**課題の目的**
以下の記録のうち、「glove present and output the corresponding bounding boxes.」を含む行から始まり「jacket present and output the corresponding bounding boxes.」を含む行で終わる部分だけを、両端の行と依頼文も含めてもう一度書いてください。その際、答えにあるバウンディングボックスの座標をすべて0.95倍し、四捨五入（0.5は切り上げ）で整数にしてください。

**提供された情報**
================================

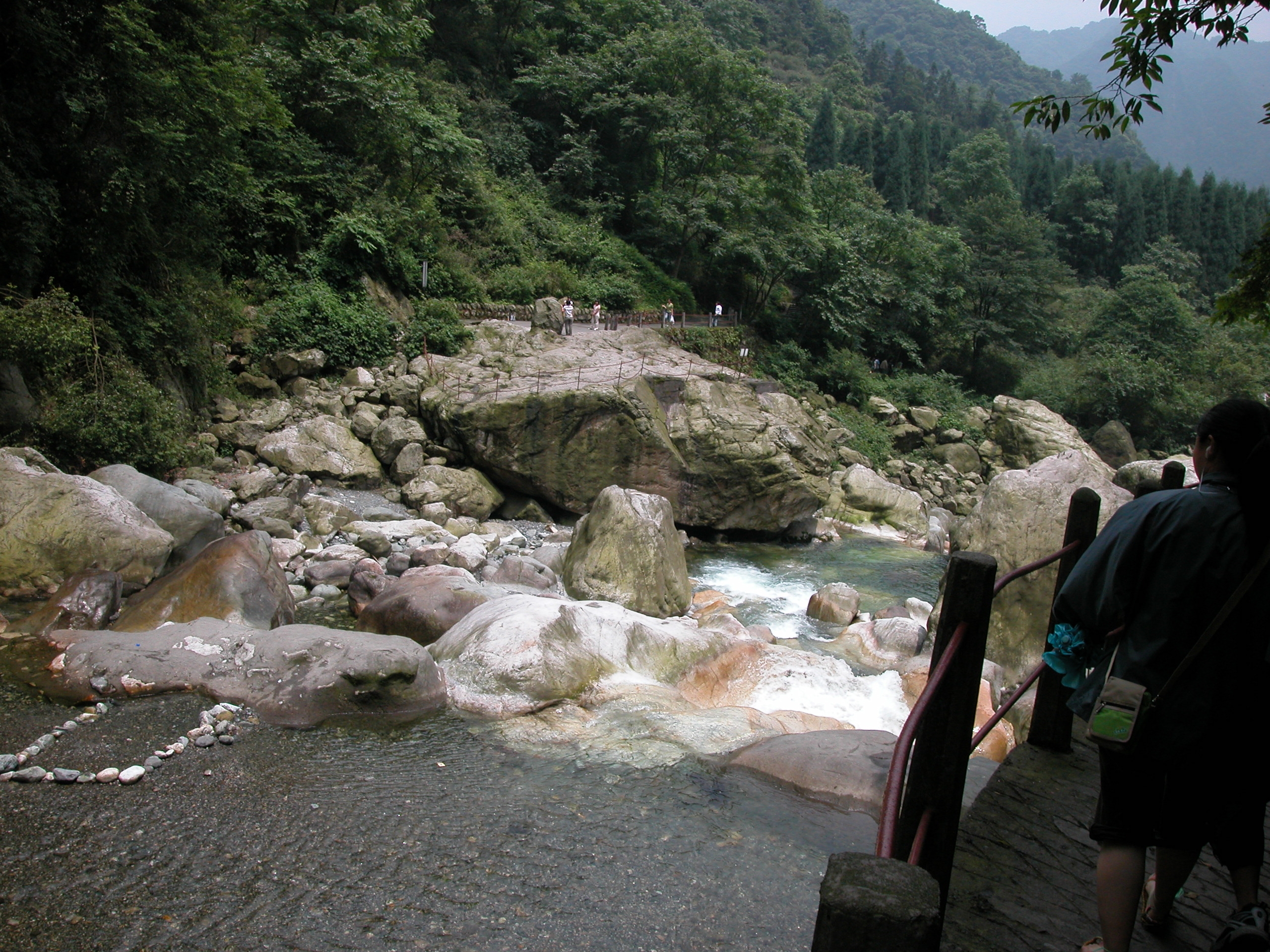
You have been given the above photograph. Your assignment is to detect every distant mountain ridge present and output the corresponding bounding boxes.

================================

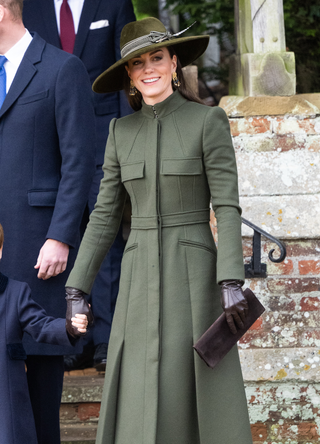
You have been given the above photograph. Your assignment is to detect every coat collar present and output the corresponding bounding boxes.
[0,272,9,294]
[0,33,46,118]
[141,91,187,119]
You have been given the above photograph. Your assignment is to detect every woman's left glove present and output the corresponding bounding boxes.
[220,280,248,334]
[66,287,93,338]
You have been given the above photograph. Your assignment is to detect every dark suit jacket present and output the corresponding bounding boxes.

================================

**最終結果**
You have been given the above photograph. Your assignment is to detect every woman's left glove present and output the corresponding bounding boxes.
[209,266,236,317]
[63,273,88,321]
You have been given the above photograph. Your assignment is to detect every dark suit jacket present and output the corresponding bounding boxes.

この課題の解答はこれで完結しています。